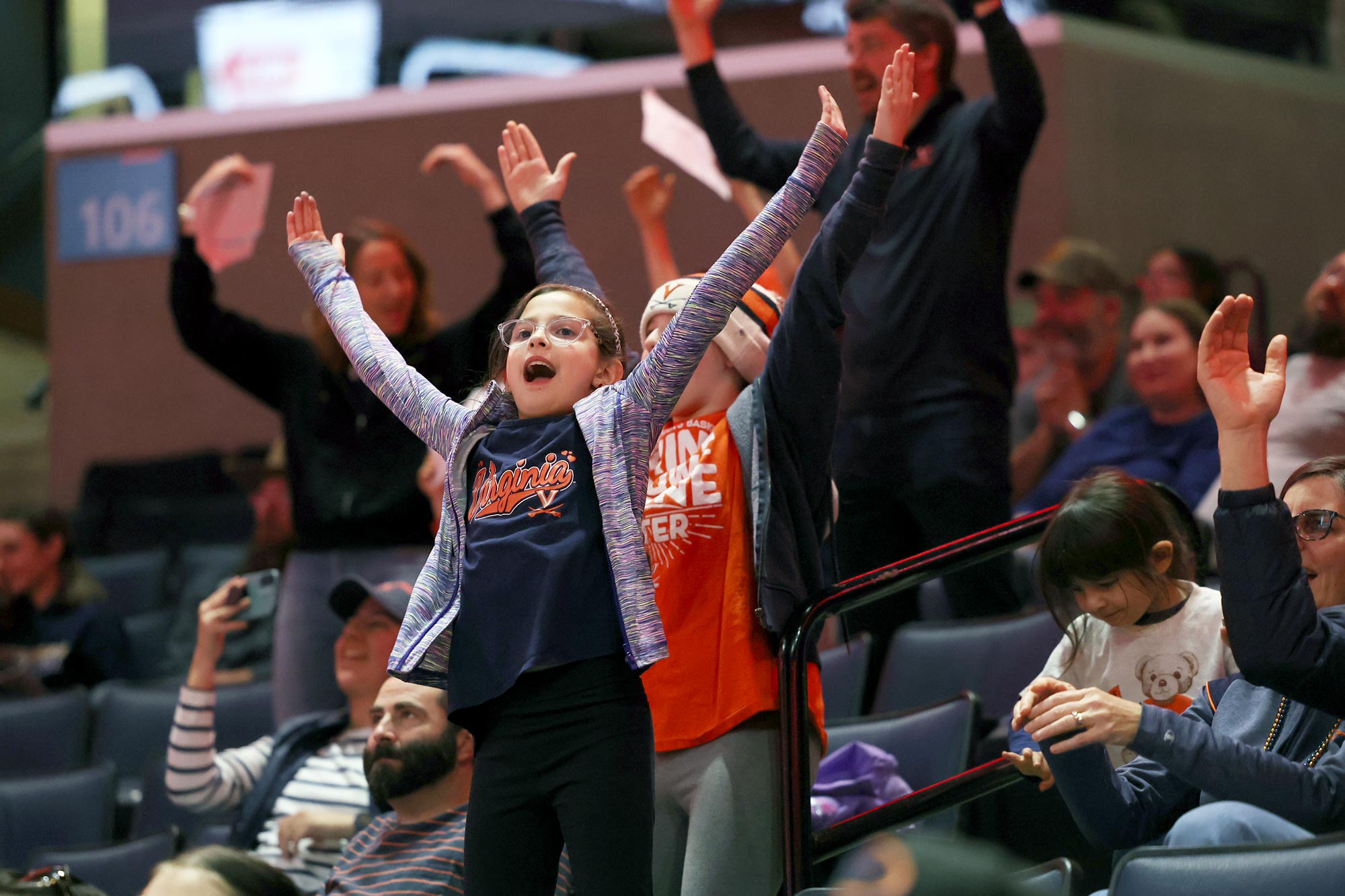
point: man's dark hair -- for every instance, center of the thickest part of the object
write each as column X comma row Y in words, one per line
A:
column 923, row 22
column 241, row 873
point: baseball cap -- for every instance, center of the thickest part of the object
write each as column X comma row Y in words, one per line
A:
column 1077, row 263
column 744, row 338
column 352, row 592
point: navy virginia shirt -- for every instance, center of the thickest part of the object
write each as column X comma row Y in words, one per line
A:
column 537, row 585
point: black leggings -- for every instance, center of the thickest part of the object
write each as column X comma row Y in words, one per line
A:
column 564, row 758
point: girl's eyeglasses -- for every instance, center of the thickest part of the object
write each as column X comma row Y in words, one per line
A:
column 563, row 331
column 1315, row 525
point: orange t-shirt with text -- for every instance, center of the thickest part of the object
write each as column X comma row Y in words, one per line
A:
column 722, row 666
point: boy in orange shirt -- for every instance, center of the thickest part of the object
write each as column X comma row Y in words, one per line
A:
column 739, row 502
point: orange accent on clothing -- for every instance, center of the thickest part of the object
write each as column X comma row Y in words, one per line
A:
column 771, row 280
column 722, row 666
column 1179, row 704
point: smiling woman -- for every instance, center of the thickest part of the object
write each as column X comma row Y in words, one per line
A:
column 353, row 466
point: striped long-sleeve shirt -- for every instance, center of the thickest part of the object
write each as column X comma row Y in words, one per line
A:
column 424, row 858
column 619, row 421
column 204, row 779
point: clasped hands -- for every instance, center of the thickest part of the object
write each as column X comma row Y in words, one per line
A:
column 1052, row 708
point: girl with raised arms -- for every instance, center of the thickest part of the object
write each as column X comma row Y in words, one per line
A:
column 547, row 595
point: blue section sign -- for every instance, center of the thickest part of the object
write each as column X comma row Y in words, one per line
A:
column 116, row 206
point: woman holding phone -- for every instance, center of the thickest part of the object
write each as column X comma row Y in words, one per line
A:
column 352, row 463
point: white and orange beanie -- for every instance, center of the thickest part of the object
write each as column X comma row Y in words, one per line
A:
column 744, row 339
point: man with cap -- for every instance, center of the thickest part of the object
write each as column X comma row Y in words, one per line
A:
column 1079, row 325
column 299, row 791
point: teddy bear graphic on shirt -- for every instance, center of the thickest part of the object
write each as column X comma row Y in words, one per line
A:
column 1165, row 678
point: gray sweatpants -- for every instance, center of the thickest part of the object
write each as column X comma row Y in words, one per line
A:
column 718, row 814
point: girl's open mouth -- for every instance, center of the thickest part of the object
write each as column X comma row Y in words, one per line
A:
column 536, row 370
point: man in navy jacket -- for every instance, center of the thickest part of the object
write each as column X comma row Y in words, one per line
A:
column 929, row 369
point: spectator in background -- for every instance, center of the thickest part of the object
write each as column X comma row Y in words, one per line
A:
column 420, row 766
column 1312, row 417
column 56, row 626
column 1180, row 272
column 219, row 870
column 1078, row 334
column 1169, row 436
column 1282, row 561
column 929, row 369
column 247, row 655
column 298, row 791
column 352, row 463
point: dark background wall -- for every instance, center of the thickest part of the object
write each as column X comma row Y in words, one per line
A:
column 1148, row 140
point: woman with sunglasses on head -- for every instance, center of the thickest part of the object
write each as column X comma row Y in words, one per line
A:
column 1264, row 756
column 1282, row 561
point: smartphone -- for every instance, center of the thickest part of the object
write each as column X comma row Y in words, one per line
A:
column 262, row 588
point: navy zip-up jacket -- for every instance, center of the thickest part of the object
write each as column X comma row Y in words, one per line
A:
column 1215, row 751
column 1278, row 637
column 352, row 462
column 783, row 423
column 926, row 311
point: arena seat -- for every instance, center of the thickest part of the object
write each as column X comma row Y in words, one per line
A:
column 122, row 869
column 1050, row 879
column 137, row 581
column 843, row 676
column 1300, row 866
column 147, row 634
column 155, row 811
column 993, row 658
column 67, row 809
column 931, row 744
column 131, row 725
column 45, row 735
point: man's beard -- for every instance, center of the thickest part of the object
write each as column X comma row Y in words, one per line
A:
column 1321, row 337
column 423, row 762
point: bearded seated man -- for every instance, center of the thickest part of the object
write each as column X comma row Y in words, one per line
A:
column 419, row 764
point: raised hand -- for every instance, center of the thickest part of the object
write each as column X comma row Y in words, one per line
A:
column 1239, row 397
column 1034, row 764
column 528, row 178
column 1038, row 690
column 832, row 112
column 305, row 224
column 223, row 175
column 649, row 193
column 896, row 104
column 470, row 170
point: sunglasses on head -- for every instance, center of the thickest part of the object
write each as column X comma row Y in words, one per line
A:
column 1315, row 525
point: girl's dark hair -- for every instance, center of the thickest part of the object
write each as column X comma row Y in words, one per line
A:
column 606, row 325
column 243, row 873
column 1206, row 275
column 1332, row 466
column 423, row 319
column 45, row 524
column 1108, row 525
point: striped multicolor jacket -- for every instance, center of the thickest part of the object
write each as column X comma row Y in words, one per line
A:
column 619, row 421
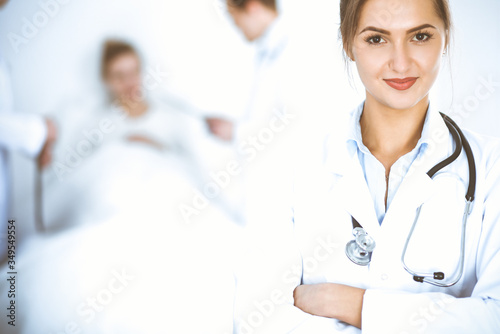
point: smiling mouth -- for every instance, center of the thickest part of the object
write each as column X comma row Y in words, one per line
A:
column 401, row 84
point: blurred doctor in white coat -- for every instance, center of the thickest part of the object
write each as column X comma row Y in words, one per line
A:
column 376, row 171
column 27, row 133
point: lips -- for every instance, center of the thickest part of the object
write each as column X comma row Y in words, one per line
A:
column 401, row 84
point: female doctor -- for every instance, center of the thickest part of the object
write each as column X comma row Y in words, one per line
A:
column 379, row 182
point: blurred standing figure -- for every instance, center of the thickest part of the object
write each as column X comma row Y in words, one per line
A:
column 260, row 22
column 27, row 133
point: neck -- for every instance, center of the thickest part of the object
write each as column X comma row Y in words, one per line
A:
column 134, row 108
column 267, row 18
column 390, row 133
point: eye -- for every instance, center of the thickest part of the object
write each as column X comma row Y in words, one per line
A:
column 422, row 37
column 376, row 40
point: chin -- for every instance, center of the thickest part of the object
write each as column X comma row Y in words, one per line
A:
column 401, row 102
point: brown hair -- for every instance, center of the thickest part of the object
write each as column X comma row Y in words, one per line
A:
column 271, row 4
column 112, row 49
column 350, row 10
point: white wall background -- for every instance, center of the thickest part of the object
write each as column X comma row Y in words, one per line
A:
column 206, row 60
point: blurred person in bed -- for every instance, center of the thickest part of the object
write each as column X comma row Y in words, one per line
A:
column 142, row 119
column 30, row 134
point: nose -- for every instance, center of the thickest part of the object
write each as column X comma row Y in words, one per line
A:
column 401, row 58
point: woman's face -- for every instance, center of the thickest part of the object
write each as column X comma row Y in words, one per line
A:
column 123, row 77
column 398, row 49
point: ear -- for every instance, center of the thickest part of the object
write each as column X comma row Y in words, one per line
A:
column 253, row 6
column 350, row 55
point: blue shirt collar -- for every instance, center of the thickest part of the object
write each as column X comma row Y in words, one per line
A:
column 354, row 140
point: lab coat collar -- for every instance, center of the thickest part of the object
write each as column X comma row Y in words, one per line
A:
column 352, row 190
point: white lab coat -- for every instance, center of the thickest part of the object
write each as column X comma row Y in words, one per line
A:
column 25, row 133
column 332, row 190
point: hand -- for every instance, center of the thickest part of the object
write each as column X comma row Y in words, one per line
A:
column 221, row 128
column 331, row 300
column 45, row 156
column 145, row 140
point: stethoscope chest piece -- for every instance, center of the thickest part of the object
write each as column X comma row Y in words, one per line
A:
column 360, row 249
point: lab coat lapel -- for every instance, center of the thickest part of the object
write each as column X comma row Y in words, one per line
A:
column 417, row 186
column 351, row 190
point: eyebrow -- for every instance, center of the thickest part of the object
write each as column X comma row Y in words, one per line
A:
column 386, row 32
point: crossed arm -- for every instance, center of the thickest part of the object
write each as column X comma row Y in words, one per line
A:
column 331, row 300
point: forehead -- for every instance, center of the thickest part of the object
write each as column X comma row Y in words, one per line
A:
column 398, row 14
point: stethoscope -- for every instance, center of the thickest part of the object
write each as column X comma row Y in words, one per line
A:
column 361, row 248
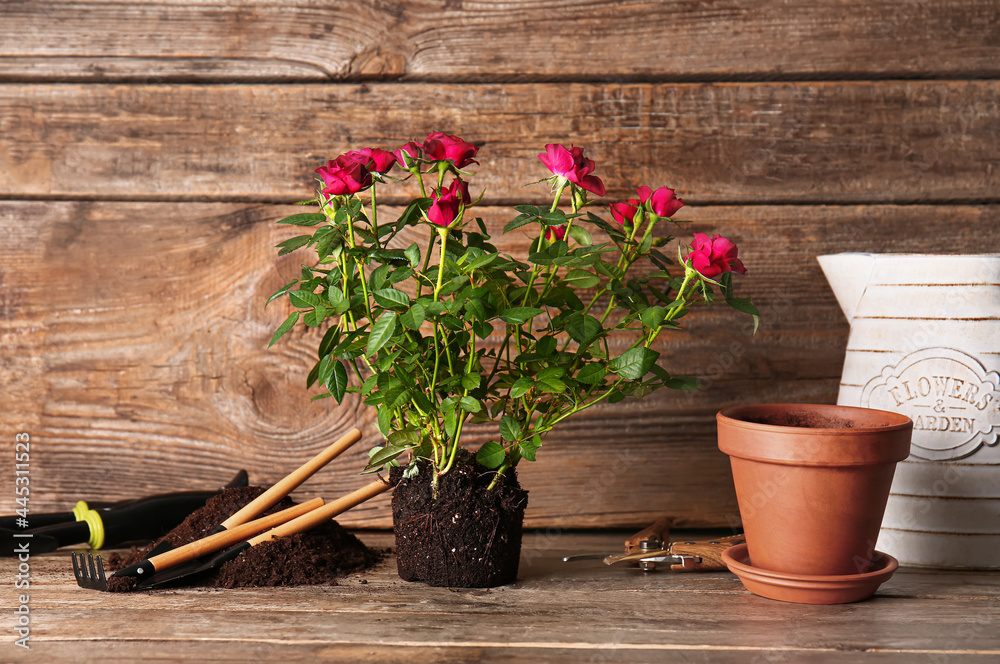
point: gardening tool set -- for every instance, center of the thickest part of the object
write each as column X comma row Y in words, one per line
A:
column 107, row 524
column 246, row 528
column 649, row 549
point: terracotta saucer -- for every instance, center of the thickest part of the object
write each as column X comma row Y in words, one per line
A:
column 805, row 589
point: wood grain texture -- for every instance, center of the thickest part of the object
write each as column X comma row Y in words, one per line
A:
column 488, row 41
column 133, row 348
column 843, row 142
column 556, row 612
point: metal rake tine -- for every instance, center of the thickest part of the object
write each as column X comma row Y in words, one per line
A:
column 89, row 575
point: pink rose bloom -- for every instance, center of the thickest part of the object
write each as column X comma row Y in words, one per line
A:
column 408, row 153
column 345, row 175
column 440, row 146
column 572, row 165
column 553, row 233
column 664, row 202
column 712, row 257
column 445, row 208
column 626, row 210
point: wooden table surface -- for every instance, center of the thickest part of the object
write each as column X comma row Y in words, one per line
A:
column 556, row 612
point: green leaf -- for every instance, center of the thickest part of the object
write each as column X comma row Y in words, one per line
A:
column 491, row 455
column 304, row 219
column 381, row 333
column 413, row 317
column 281, row 291
column 315, row 317
column 550, row 372
column 336, row 381
column 284, row 327
column 384, row 421
column 291, row 244
column 653, row 316
column 303, row 299
column 581, row 279
column 510, row 428
column 592, row 374
column 470, row 404
column 338, row 303
column 519, row 315
column 413, row 254
column 383, row 455
column 635, row 363
column 476, row 309
column 330, row 339
column 529, row 446
column 552, row 385
column 609, row 270
column 521, row 387
column 390, row 298
column 545, row 346
column 471, row 381
column 582, row 329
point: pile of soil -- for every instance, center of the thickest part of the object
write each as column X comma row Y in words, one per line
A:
column 318, row 556
column 464, row 537
column 805, row 420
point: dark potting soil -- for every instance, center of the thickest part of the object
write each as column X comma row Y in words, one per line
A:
column 803, row 420
column 318, row 556
column 466, row 536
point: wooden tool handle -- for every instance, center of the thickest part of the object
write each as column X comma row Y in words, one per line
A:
column 226, row 538
column 321, row 514
column 710, row 552
column 656, row 531
column 288, row 484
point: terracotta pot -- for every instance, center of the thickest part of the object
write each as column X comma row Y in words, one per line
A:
column 812, row 482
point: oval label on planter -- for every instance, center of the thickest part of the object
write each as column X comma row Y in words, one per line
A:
column 953, row 400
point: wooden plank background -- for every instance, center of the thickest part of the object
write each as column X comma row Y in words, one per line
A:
column 146, row 152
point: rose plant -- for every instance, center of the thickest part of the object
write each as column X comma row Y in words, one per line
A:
column 442, row 333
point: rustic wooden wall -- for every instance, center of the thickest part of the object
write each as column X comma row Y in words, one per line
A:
column 147, row 147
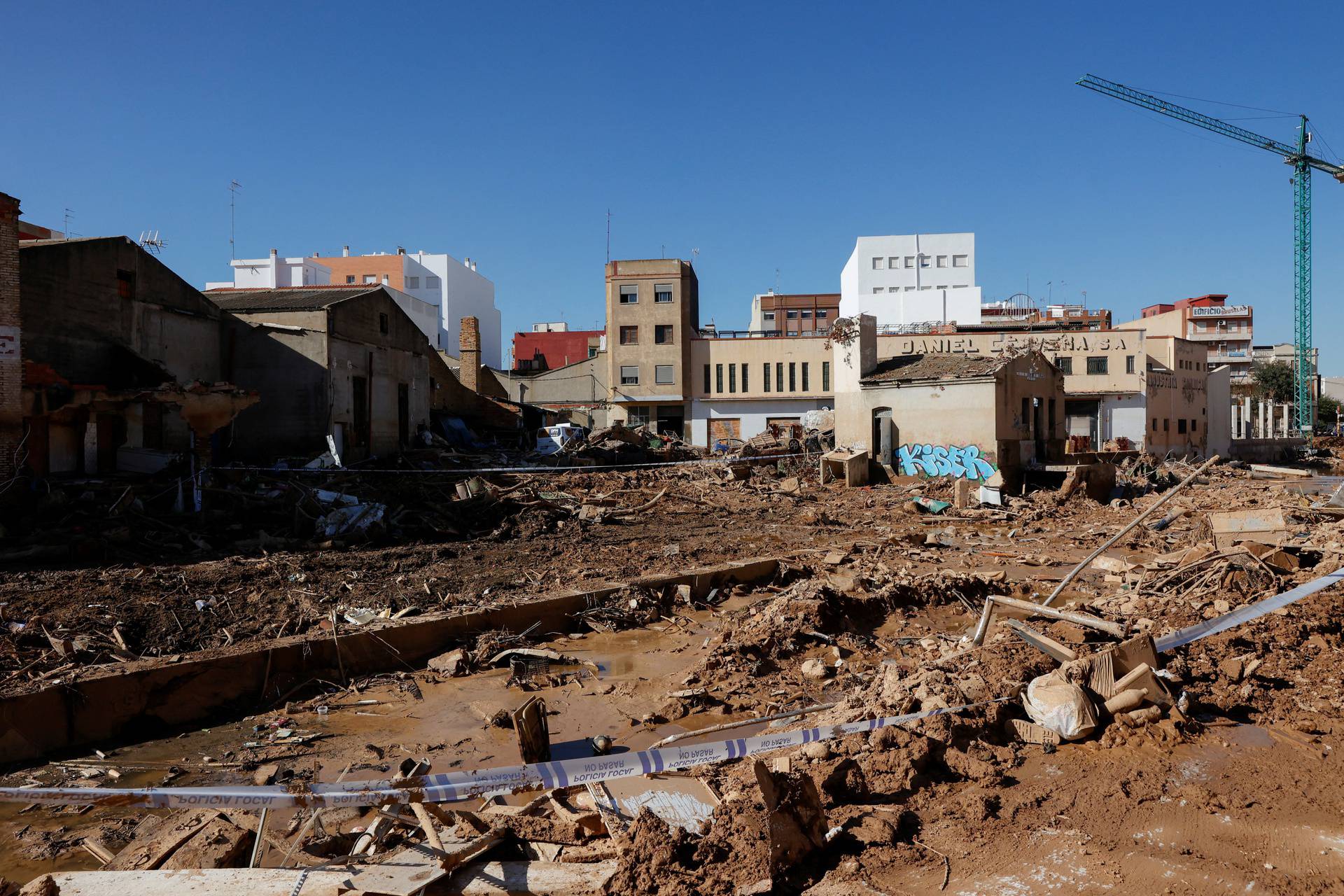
______
§ WHAT THIS TASK INVOLVES
Reproduce verbatim the lines from the line containing "point: brown hair" through the line containing "column 351, row 190", including both of those lines.

§ SOLUTION TO THE PROBLEM
point: brown hair -- for every instance, center of the thickest part of the object
write each as column X comma row Y in words, one per line
A:
column 271, row 4
column 112, row 49
column 350, row 10
point: white wall background -- for every instance, center of the thickest part of the object
write each as column X comma row Y in words, one per line
A:
column 206, row 60
point: blurred person in bed -- for every instance, center of the thickest part of the object
write each as column X comma row Y in words, one per line
A:
column 142, row 119
column 30, row 134
point: nose -- for every instance, center of the thickest part of the object
write each as column X comma row Y in words, one per line
A:
column 401, row 58
point: woman's face -- for every instance, center of the thickest part of the object
write each as column X comma row Y in words, one per line
A:
column 123, row 77
column 398, row 49
point: ear -- for every instance, center of the thickest part of the object
write each as column X comma row Y in words, one per line
A:
column 253, row 6
column 350, row 55
point: blue shirt collar -- for every instance, center of the thickest part of the object
write each as column X comma row Y in words, one per line
A:
column 354, row 140
point: lab coat collar -- for every instance, center of the thickest part of the object
write each as column X comma row Y in words, one per line
A:
column 352, row 190
point: white lab coat -- for every instance, center of the thickest part of the object
write each as column X comma row Y in words, one per line
A:
column 25, row 133
column 332, row 190
point: hand -- for every instance, center of the thickest part of the object
write each as column X comma row Y in words, one per line
A:
column 221, row 128
column 331, row 300
column 45, row 156
column 145, row 140
point: stethoscope chest piece -- for every instance, center of the thickest part of the object
write each as column X comma row Y in words, one per line
A:
column 360, row 249
point: lab coat lapel -- for every instance, center of the thickest part of the object
write each as column X comma row Y in words, one per line
A:
column 417, row 186
column 351, row 190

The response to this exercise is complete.